(Exercise) Reproduce exactly, and only, the lines running from the start of the entries below to the line containing "Q: Spot the cumulus".

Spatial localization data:

=== Section Start ===

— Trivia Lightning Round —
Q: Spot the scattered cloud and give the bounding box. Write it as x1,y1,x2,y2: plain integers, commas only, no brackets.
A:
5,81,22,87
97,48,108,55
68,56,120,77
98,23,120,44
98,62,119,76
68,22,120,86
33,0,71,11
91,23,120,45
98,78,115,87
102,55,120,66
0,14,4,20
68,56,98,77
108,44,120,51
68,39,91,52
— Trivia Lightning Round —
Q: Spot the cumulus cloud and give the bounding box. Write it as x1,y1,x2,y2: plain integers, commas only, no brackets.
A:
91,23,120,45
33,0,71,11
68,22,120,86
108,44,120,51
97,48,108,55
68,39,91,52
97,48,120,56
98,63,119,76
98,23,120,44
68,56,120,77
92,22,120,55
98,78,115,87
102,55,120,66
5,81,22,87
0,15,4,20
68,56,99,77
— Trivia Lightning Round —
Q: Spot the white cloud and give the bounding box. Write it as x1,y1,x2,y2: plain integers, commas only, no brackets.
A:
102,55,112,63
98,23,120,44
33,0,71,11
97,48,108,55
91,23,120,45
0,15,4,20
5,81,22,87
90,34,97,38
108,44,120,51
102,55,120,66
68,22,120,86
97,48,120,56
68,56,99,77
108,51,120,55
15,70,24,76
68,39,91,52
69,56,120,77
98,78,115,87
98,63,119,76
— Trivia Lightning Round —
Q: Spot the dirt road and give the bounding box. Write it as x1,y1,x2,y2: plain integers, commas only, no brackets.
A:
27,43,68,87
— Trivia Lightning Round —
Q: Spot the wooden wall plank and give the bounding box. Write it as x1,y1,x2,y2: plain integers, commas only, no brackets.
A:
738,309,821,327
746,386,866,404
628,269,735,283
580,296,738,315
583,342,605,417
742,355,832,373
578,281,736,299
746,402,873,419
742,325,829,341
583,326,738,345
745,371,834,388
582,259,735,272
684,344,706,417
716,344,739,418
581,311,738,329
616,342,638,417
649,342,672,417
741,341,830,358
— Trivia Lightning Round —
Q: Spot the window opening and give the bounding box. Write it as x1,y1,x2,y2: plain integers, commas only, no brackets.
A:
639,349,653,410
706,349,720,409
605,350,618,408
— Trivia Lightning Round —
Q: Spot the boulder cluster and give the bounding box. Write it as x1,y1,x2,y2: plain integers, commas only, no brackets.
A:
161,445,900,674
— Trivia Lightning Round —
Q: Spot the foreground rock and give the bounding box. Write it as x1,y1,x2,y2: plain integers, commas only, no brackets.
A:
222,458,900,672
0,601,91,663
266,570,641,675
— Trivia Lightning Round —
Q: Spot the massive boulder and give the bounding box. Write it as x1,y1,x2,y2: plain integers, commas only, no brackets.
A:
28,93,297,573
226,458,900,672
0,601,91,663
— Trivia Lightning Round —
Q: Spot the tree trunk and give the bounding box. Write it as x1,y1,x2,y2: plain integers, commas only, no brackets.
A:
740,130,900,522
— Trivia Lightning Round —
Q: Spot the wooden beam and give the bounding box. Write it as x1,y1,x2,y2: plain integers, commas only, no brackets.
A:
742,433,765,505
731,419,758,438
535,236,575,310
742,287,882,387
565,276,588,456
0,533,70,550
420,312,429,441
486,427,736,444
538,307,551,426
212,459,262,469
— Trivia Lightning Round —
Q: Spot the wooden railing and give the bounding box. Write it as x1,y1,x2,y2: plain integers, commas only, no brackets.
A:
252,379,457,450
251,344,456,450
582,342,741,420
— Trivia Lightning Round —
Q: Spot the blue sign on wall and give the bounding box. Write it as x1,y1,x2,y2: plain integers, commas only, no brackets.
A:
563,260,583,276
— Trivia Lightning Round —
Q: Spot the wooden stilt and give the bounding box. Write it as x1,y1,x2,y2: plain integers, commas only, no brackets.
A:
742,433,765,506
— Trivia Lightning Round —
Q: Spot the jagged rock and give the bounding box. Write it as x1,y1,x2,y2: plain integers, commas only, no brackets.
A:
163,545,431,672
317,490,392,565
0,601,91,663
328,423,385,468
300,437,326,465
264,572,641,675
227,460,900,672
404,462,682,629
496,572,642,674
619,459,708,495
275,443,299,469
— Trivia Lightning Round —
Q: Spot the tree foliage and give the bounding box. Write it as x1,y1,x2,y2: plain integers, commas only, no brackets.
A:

=== Section End ===

(Result of the task)
— Trivia Lightning Round —
Q: Spot the scattered cloud and give the bounding box. Write it as x1,y1,x2,y2: plain integers, commas only, no brackets.
A:
5,81,22,87
97,48,108,55
68,56,120,77
98,23,120,44
98,62,119,76
68,22,120,86
33,0,71,11
91,23,120,45
98,78,115,87
102,55,120,66
0,14,4,20
68,56,98,77
108,44,120,51
68,39,91,52
— Trivia Lightning Round —
Q: Spot the cumulus cloud and give the bounding box. Write it as x1,y1,x2,y2: plain integers, commas only, no brackets.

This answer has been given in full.